## [GIVEN TASK]
Write out every one of the following lines word for word, with nothing added or changed.
++++ DATA SUPPLIED ++++
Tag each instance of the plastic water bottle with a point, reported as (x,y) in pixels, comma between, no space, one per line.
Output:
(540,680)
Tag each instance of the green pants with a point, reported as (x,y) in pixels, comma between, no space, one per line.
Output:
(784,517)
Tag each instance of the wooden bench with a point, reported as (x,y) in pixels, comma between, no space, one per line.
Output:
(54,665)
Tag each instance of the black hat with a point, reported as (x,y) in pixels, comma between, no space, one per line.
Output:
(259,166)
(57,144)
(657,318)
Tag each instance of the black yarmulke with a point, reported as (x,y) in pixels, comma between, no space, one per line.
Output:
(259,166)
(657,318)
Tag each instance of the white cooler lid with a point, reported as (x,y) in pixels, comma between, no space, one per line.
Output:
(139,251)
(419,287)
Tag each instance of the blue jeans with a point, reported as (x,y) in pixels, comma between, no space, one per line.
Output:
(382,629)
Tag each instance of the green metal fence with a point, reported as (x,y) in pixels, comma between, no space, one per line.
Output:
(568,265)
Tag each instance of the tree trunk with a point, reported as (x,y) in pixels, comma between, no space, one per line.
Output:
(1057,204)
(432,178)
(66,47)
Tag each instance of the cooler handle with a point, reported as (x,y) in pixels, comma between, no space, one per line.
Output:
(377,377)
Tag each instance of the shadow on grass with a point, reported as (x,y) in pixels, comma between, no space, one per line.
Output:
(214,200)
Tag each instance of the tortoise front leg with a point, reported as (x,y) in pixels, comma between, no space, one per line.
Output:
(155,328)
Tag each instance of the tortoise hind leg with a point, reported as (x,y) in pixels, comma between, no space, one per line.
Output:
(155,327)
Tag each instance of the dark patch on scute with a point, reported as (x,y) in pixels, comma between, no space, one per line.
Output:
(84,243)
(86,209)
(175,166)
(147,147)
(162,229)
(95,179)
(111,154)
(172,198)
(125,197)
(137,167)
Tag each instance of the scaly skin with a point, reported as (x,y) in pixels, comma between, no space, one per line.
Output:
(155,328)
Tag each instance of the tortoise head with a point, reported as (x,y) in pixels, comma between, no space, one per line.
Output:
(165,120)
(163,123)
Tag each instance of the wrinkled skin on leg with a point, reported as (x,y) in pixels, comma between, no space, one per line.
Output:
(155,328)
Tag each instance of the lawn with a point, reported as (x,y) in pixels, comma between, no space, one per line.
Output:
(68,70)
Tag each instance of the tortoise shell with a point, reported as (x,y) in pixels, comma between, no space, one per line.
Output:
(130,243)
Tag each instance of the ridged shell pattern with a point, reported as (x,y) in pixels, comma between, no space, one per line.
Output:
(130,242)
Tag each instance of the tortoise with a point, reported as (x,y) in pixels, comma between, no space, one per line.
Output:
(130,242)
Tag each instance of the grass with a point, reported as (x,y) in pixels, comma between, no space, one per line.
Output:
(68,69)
++++
## [RESULT]
Tag each instance of the plastic water bottle with a point, reported as (x,y) in pixels, comma between, no space, one per line.
Output:
(540,680)
Tag each instance of the green pants with a point, reported as (x,y) in pixels, comma between, no space, one per line.
Output:
(784,517)
Tag each instance of the wooden bench with a point, reported as (x,y) in pixels, comma between, no space, one per line.
Output:
(54,665)
Tag each instance of the black hat with a point, reported as (x,y) in pixels, comma between, no space, one per line.
Output:
(259,166)
(57,144)
(657,318)
Tag each instance of the black yarmulke with a point, reported as (x,y) in pixels, comma between, no space, one per line.
Output:
(259,166)
(657,318)
Tag each instance of the white cooler lid with a point, reported as (x,y) in pixels, comma between, no space, one per line.
Output:
(139,251)
(419,287)
Tag each instance of the blue jeans with a point, reported as (x,y) in pixels, comma between, no space, one per line.
Output:
(382,629)
Tag each instance of the green metal fence with a point, reported as (x,y) in pixels, comma between, no space, one per line.
Output:
(568,265)
Tag each instance of the tree trunk with a point, reported as (x,y) in pixels, comma between, no space, one per line.
Output:
(1057,204)
(432,178)
(66,47)
Tag each instance of the cooler handle with a point, reported as (x,y) in pixels, comma between, no space, one per line.
Output:
(377,377)
Tag each instance of the shadow on grass with a point, reported as (x,y) in pixels, comma between, no space, one per line.
Output:
(214,200)
Tag each instance of the tortoise front leg with a point, reported as (x,y) in pixels, comma between, no space, one per line.
Output:
(155,328)
Tag each instance of the tortoise hind leg with a point, reported as (x,y) in pixels, comma between, no space, one per line.
Output:
(155,327)
Tag each instance of the dark patch on scute with a point, reported as (x,y) in pixels, comma between, no space, one per line.
Output:
(84,243)
(86,209)
(175,166)
(147,147)
(162,229)
(95,179)
(111,154)
(172,198)
(125,197)
(137,167)
Tag each instance of the scaly skin with a point, reported as (x,y) in pixels, comma between, no space, one per line.
Output:
(155,328)
Tag each instance of the tortoise head with a point, reported as (x,y) in pixels, comma between, no space, one per line.
Output:
(165,120)
(163,123)
Tag each instance of the wrinkled skin on leg with a point, reported as (x,y) in pixels, comma between, no space, one per line.
Output:
(155,328)
Tag each instance of the lawn with a point, reported as (x,y) in pixels, comma between, no space, one per line.
Output:
(68,70)
Tag each instance of the tortoise shell with a point, reported as (x,y) in pixels, comma between, no space, one per line.
Output:
(130,243)
Tag each instance of the ridged shell pattern with a point, reported as (x,y) in pixels, comma between, no space, one per line.
Output:
(130,242)
Tag each instance of the tortoise with a point, reported as (x,y) in pixels, comma between, no space, one per line.
Output:
(130,242)
Tag each instance of the grass with a point, reported as (x,y) in pixels, comma between, no space, one per line.
Output:
(68,69)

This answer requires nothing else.